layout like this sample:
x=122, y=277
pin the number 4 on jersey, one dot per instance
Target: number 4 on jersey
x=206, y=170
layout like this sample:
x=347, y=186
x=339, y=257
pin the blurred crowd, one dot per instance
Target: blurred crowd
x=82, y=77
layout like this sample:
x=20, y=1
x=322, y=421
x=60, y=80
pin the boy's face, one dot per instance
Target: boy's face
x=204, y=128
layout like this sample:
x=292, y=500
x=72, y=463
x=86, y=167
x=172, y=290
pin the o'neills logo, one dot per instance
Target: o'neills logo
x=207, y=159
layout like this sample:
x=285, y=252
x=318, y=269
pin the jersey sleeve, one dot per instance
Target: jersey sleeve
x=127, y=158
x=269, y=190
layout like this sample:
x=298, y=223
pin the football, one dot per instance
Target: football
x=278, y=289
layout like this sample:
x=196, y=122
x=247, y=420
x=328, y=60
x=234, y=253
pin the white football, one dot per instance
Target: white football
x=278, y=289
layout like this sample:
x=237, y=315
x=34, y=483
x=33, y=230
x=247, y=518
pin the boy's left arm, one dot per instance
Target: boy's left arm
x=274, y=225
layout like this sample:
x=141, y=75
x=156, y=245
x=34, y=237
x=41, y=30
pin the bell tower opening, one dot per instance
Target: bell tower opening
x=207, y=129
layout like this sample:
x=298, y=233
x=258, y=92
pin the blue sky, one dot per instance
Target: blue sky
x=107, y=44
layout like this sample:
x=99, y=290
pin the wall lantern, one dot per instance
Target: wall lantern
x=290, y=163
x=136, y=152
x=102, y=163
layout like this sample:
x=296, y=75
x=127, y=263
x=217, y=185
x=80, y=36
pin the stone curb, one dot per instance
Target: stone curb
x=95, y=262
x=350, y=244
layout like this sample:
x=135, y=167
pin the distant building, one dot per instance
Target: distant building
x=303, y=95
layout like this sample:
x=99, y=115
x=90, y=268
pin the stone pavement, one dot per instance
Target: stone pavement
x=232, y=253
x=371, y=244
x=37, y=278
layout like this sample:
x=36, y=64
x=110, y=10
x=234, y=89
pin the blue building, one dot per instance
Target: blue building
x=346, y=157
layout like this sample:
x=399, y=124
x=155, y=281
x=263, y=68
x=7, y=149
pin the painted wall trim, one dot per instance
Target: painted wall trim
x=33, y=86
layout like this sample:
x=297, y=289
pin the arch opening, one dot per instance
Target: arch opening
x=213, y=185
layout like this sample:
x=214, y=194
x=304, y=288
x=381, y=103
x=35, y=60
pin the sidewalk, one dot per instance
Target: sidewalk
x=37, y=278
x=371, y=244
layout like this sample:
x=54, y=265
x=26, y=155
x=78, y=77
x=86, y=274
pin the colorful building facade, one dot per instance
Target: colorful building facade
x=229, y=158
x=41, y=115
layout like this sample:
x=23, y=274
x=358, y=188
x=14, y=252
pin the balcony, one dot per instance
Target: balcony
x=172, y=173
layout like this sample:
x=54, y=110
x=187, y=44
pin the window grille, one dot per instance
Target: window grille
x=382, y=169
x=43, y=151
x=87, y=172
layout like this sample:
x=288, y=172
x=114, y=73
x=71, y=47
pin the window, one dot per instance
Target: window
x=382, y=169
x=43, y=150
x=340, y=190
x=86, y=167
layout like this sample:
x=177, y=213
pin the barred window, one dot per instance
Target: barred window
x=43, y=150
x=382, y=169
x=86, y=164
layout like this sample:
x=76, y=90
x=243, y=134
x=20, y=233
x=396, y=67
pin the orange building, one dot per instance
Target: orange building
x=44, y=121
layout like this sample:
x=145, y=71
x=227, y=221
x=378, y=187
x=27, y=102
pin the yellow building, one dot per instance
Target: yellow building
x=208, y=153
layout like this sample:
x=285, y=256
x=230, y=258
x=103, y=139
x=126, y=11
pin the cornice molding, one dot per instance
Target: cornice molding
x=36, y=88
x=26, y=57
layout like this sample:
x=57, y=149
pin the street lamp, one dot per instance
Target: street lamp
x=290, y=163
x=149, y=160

===============

▶ **Task**
Return every line of the items above that contains the word "painted", treating uppercase and lowercase as different.

▶ **Exercise result**
pin the painted wall trim, one dot per instance
Target: painted wall trim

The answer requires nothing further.